#### Record excerpts:
•••
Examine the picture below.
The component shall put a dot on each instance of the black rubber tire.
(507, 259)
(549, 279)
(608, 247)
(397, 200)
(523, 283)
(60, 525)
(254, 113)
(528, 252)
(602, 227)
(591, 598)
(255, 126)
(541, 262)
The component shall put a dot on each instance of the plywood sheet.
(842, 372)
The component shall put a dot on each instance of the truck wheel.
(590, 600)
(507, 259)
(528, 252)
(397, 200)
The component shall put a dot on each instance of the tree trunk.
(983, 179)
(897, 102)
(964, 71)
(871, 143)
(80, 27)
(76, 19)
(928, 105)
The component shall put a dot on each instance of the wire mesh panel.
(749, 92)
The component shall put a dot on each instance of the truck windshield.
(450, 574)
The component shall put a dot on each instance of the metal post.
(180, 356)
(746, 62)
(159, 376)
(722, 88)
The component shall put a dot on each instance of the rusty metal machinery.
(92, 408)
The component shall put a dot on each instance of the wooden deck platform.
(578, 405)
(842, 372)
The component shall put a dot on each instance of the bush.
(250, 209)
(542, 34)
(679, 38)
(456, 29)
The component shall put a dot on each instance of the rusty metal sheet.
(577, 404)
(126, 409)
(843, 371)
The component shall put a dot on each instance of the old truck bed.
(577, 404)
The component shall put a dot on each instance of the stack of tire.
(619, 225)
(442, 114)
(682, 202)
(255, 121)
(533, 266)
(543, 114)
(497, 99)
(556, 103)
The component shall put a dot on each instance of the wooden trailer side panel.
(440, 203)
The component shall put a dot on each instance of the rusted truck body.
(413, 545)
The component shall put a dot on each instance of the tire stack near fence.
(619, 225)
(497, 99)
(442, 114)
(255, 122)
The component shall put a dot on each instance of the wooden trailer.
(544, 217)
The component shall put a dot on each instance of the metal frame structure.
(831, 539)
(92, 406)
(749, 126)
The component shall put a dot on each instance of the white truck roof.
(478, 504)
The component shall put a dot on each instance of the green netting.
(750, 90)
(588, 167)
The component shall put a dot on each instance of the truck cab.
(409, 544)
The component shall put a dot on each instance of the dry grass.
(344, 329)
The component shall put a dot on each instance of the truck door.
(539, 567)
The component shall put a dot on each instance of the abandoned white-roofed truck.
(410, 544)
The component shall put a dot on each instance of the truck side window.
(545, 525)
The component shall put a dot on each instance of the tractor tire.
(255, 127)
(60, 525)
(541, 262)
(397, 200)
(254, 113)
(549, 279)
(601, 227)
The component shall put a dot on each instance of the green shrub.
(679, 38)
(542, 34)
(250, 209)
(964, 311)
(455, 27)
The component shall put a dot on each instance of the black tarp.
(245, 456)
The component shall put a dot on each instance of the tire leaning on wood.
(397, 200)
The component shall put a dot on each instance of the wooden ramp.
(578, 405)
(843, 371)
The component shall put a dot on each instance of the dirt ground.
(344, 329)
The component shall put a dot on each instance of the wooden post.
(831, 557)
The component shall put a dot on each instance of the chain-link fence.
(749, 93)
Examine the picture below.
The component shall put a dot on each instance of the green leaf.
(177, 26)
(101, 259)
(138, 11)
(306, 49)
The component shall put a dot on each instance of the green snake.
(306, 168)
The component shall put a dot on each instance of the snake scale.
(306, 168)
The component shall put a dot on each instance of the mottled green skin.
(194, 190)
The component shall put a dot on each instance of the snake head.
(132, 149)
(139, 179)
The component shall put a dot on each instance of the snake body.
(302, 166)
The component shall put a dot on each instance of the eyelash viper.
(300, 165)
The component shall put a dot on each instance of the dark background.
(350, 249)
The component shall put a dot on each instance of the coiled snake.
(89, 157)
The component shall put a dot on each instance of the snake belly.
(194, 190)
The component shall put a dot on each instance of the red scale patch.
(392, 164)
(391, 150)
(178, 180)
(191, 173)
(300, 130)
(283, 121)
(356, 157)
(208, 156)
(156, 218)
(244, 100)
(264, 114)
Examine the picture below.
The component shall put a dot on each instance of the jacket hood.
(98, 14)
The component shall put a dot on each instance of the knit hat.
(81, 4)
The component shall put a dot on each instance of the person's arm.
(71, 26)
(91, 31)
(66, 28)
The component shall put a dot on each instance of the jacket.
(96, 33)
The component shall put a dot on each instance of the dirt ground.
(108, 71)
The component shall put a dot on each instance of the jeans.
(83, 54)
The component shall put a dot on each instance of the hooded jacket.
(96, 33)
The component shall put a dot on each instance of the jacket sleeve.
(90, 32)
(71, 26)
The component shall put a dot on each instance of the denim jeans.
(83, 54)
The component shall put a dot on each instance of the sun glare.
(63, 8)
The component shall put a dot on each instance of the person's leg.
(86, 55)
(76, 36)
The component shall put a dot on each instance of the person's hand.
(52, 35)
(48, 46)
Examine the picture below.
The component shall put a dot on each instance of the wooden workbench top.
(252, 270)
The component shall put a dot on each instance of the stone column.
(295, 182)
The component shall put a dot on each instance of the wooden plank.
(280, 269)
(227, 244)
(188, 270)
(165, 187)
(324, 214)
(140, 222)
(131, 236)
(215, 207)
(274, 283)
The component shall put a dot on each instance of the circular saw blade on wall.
•••
#### Directions for this task:
The answer should be an exact reproduction of all the entries.

#### Written solution:
Examine the picture below.
The component shall put a dot on each instance of the black rubber tire.
(507, 259)
(549, 279)
(608, 247)
(397, 200)
(523, 283)
(60, 525)
(254, 113)
(528, 252)
(602, 227)
(591, 598)
(255, 126)
(541, 262)
The component shall put a dot on each instance of the plywood sheet.
(842, 372)
The component shall put a dot on each instance of the truck wheel.
(590, 600)
(507, 259)
(528, 252)
(397, 200)
The component shall put a dot on each instance of the tree trunk.
(983, 179)
(897, 102)
(964, 71)
(871, 143)
(80, 27)
(76, 19)
(928, 105)
The component shall put a dot on each instance of the wire mesh panel.
(749, 92)
The component shall put a dot on each instance of the truck windshield.
(450, 574)
The component shall put a dot on each instance of the metal post.
(180, 356)
(746, 62)
(159, 376)
(722, 88)
The component shall put a dot on each instance of the rusty metal machinery.
(92, 408)
The component shall put a dot on each instance of the wooden deck platform.
(578, 405)
(842, 372)
The component shall put a dot on each instance of the bush.
(250, 209)
(542, 34)
(679, 38)
(456, 29)
The component shall put a dot on each instance of the rusty metal sheet.
(577, 404)
(126, 409)
(843, 371)
The component shall put a dot on each instance of the old truck bed.
(577, 404)
The component shall put a dot on each instance of the stack of tire.
(619, 225)
(442, 114)
(682, 202)
(255, 121)
(533, 266)
(543, 114)
(497, 99)
(556, 103)
The component shall put a dot on each instance of the wooden trailer side panel.
(440, 203)
The component shall put a dot on each instance of the rusted truck body.
(413, 545)
The component shall put a dot on each instance of the tire stack near fence.
(619, 225)
(497, 99)
(442, 114)
(255, 122)
The component shall put a dot on each instance of the wooden trailer.
(544, 217)
The component shall put a dot on each instance of the metal frame structure.
(831, 539)
(92, 406)
(749, 126)
The component shall put a dot on each instance of the white truck roof.
(478, 504)
The component shall put a dot on each instance of the green netting.
(750, 90)
(588, 167)
The component shall put a dot on each instance of the truck cab.
(409, 544)
The component shall put a dot on each instance of the dry grass.
(344, 329)
The component shall put a dot on each instance of the truck door.
(539, 567)
The component shall put a dot on each instance of the abandoned white-roofed truck.
(410, 544)
The component shall put a dot on each instance of the truck side window.
(545, 525)
The component shall put a dot on each instance of the tractor tire.
(255, 127)
(60, 525)
(541, 262)
(397, 200)
(254, 113)
(549, 279)
(601, 227)
The component shall put a dot on each instance of the green shrub.
(679, 38)
(542, 34)
(250, 209)
(964, 311)
(455, 27)
The component shall put a dot on each instance of the black tarp.
(245, 456)
The component shall put a dot on each instance of the tire leaning on wood.
(397, 200)
The component shall put a dot on each instance of the wooden ramp.
(578, 405)
(843, 371)
The component shall put a dot on each instance of the dirt ground.
(344, 329)
The component shall put a dot on each instance of the wooden post.
(831, 557)
The component shall put a dot on each instance of the chain-link fence.
(749, 93)
Examine the picture below.
The component shall put a dot on each instance of the green leaf.
(177, 26)
(101, 259)
(138, 11)
(306, 49)
The component shall put a dot on each instance of the green snake.
(306, 168)
The component shall put a dot on each instance of the snake scale.
(306, 168)
The component shall put a dot on each instance of the mottled green skin.
(194, 190)
The component shall put a dot on each instance of the snake head.
(132, 149)
(139, 179)
The component shall put a dot on each instance of the snake body.
(302, 166)
The component shall put a dot on each instance of the eyelash viper.
(300, 165)
The component shall put a dot on each instance of the dark background.
(350, 249)
The component shall put a dot on each instance of the coiled snake.
(89, 157)
The component shall put a dot on each instance of the snake belly.
(194, 190)
The component shall put a dot on each instance of the red scale patch.
(392, 164)
(391, 150)
(178, 180)
(191, 173)
(300, 130)
(283, 121)
(356, 157)
(208, 156)
(156, 218)
(244, 100)
(264, 114)
Examine the picture below.
The component shall put a dot on each instance of the jacket hood.
(98, 14)
The component shall put a dot on each instance of the knit hat.
(81, 4)
The component shall put a dot on each instance of the person's arm.
(71, 26)
(91, 31)
(66, 28)
The component shall put a dot on each instance of the jacket.
(96, 33)
The component shall put a dot on each instance of the dirt ground.
(108, 71)
The component shall put a dot on each instance of the jeans.
(83, 54)
The component shall put a dot on each instance of the hooded jacket.
(96, 33)
The component shall put a dot on each instance of the jacket sleeve.
(90, 32)
(71, 26)
The component shall put a dot on each instance of the denim jeans.
(83, 54)
The component shall put a dot on each instance of the sun glare.
(63, 8)
The component shall put a dot on each instance of the person's leg.
(86, 55)
(76, 36)
The component shall put a dot on each instance of the person's hand.
(52, 35)
(48, 46)
Examine the picture below.
The component shall put a dot on each instance of the wooden workbench top.
(252, 270)
The component shall put a dot on each instance of the stone column.
(295, 182)
The component shall put a dot on each instance of the wooden plank.
(280, 269)
(227, 244)
(188, 270)
(165, 187)
(324, 214)
(140, 222)
(131, 236)
(215, 207)
(274, 283)
The component shall put a dot on each instance of the circular saw blade on wall.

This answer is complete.